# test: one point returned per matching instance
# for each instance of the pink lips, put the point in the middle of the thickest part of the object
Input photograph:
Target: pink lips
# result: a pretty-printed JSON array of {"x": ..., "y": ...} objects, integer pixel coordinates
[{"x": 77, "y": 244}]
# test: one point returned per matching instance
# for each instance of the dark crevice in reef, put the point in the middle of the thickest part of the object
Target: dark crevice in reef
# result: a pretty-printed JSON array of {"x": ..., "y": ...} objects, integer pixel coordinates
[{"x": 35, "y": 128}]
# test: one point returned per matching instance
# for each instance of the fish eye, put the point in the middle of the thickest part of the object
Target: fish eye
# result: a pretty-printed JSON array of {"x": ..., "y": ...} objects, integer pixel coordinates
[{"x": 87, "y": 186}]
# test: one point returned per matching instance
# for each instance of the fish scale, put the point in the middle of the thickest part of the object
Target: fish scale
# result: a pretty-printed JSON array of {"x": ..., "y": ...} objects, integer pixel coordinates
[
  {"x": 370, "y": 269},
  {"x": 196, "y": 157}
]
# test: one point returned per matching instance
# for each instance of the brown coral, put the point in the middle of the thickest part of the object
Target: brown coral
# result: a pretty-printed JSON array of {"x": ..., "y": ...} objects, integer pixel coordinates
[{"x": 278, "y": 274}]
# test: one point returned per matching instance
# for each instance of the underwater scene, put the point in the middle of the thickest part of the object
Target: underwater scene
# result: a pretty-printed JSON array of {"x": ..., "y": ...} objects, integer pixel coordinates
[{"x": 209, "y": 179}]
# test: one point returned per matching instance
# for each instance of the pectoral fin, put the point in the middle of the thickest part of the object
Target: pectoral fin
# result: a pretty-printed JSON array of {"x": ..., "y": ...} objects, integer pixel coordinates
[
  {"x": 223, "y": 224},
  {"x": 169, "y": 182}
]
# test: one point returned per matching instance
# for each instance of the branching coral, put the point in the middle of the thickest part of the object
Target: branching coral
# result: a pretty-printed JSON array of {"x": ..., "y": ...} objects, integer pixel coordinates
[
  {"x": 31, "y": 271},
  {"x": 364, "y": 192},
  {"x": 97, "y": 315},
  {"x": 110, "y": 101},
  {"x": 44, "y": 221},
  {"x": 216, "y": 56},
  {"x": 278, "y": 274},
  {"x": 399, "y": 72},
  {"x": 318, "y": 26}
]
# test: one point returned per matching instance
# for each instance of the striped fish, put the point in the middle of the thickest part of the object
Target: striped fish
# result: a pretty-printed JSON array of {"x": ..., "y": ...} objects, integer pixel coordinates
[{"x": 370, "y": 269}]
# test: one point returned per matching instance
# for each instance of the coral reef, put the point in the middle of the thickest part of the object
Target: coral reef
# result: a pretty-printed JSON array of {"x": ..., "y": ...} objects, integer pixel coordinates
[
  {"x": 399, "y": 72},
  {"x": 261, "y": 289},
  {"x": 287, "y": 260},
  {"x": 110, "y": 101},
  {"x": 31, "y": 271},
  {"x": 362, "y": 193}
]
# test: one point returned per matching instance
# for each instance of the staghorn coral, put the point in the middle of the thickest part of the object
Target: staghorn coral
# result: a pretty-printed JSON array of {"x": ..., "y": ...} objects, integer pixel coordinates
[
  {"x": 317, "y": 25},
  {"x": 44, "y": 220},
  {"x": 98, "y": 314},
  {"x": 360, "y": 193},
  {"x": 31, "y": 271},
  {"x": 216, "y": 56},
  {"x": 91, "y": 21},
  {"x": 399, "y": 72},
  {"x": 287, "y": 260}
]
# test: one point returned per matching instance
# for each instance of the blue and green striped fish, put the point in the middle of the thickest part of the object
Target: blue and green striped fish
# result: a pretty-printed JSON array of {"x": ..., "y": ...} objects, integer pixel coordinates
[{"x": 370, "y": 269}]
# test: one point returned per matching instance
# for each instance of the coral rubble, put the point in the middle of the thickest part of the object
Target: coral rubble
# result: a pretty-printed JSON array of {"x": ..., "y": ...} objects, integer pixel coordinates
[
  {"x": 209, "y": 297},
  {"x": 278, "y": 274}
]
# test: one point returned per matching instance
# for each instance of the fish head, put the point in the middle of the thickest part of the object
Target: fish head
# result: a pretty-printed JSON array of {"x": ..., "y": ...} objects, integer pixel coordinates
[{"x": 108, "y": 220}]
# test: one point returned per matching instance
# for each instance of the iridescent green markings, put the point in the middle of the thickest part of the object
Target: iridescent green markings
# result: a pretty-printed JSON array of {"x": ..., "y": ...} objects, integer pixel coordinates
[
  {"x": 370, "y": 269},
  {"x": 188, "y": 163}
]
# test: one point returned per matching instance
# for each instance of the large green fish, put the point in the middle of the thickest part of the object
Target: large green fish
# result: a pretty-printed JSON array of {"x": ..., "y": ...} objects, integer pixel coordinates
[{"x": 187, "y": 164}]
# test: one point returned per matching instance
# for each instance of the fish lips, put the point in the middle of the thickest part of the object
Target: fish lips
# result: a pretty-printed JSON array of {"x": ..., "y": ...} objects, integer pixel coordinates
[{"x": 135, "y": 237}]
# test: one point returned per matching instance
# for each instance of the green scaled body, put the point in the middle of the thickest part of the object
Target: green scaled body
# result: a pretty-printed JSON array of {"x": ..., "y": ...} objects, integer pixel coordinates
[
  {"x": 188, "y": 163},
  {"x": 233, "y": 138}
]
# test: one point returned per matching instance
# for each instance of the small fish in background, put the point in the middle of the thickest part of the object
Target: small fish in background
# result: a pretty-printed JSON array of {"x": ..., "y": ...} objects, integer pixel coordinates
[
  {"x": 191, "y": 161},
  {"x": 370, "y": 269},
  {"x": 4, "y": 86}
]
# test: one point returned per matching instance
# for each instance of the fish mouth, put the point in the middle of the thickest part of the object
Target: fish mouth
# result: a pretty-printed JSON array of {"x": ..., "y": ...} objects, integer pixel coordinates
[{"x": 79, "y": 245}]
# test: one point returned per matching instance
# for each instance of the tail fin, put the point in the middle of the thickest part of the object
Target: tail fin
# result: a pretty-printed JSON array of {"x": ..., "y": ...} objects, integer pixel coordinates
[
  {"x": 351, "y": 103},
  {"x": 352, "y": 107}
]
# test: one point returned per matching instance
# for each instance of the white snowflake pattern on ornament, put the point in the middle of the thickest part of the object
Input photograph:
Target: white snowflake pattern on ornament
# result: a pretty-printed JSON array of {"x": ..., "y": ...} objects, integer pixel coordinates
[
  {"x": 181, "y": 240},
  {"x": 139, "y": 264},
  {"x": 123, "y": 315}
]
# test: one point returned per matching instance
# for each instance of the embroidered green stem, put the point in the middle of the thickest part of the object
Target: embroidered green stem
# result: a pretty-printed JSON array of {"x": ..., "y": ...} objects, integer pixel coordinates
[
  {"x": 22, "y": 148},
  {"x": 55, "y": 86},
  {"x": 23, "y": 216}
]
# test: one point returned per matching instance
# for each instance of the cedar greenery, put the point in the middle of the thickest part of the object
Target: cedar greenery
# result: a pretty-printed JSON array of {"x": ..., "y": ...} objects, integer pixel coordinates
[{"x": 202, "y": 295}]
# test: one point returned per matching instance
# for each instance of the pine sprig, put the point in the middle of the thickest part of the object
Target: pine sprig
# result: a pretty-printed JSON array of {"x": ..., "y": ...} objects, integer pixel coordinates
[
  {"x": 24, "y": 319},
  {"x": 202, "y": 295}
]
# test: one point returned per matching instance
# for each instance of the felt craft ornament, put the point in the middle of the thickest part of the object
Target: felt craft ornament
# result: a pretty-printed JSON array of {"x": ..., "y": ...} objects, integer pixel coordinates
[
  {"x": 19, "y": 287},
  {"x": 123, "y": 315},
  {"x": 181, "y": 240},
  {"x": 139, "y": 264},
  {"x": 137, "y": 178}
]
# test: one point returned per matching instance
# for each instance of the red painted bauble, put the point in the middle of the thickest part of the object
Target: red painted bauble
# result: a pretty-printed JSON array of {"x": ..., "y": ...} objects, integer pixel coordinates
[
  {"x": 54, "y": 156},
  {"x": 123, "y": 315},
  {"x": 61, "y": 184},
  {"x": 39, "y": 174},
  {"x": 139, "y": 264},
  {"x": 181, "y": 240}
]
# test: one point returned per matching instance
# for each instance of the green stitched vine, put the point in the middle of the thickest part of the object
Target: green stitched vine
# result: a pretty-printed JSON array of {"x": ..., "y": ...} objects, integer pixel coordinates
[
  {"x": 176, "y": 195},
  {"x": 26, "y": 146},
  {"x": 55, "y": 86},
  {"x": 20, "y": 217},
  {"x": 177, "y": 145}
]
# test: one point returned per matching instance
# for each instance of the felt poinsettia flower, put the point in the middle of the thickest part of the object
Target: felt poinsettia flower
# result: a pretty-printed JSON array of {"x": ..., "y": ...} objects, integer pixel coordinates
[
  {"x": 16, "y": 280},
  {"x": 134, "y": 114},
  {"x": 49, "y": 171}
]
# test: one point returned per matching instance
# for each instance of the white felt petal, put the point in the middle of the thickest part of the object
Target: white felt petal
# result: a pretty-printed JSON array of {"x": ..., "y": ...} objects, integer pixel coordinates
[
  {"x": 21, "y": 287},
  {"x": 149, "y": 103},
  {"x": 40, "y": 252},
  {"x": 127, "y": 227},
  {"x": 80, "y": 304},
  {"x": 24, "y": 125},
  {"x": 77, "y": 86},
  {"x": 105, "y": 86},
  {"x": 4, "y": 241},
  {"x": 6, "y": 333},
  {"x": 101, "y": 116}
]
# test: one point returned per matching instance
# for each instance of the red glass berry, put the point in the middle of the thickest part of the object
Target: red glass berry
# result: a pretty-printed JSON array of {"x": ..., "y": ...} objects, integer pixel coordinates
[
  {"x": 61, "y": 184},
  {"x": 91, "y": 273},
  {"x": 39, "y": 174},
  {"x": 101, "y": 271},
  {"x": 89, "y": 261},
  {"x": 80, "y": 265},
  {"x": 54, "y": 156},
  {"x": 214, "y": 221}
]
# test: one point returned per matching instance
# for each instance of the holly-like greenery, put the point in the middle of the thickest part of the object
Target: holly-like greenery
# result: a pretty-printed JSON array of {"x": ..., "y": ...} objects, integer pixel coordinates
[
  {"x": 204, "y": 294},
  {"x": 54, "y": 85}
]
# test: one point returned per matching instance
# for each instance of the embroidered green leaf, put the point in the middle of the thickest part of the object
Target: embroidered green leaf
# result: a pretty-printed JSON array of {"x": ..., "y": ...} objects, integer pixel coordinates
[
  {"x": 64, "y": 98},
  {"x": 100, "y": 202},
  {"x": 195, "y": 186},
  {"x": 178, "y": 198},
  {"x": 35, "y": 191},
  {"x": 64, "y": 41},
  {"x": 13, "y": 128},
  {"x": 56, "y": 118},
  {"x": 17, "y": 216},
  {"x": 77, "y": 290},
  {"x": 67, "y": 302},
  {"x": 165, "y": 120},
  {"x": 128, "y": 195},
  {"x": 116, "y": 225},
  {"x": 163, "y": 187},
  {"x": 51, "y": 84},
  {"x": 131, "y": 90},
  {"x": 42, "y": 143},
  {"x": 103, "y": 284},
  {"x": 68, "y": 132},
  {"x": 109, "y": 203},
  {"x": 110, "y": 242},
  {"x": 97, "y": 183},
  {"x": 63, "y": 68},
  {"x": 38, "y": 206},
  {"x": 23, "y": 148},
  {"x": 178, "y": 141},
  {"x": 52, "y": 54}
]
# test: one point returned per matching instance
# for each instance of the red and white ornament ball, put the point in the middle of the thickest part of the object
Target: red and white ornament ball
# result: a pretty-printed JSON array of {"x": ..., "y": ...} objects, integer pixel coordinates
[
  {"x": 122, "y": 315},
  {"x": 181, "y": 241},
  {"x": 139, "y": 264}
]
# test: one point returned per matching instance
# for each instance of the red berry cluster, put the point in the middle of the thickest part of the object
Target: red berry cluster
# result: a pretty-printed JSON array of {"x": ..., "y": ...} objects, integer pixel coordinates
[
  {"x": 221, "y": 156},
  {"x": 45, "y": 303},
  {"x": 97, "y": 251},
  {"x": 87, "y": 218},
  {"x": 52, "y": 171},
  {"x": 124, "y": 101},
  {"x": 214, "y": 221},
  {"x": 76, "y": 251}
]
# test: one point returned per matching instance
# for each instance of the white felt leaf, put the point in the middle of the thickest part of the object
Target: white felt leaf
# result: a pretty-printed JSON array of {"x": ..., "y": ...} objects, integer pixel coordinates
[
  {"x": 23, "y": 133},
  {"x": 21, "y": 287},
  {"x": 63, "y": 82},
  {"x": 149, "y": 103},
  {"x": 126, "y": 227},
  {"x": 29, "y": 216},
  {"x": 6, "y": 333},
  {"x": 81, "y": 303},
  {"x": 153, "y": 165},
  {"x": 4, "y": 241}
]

#### PROMPT:
In the listing above, find the line containing "Target: pink lips" and the line containing "Target: dark crevice in reef", then quote both, plus every line between them, exactly as written.

#### OUTPUT OF THE EXERCISE:
Target: pink lips
# result: a pretty-printed JSON array of {"x": ..., "y": ...} objects, integer pixel coordinates
[{"x": 77, "y": 244}]
# test: one point returned per matching instance
# for each instance of the dark crevice in reef, put the point in the middle of the thickest part of the object
Target: dark crevice in reef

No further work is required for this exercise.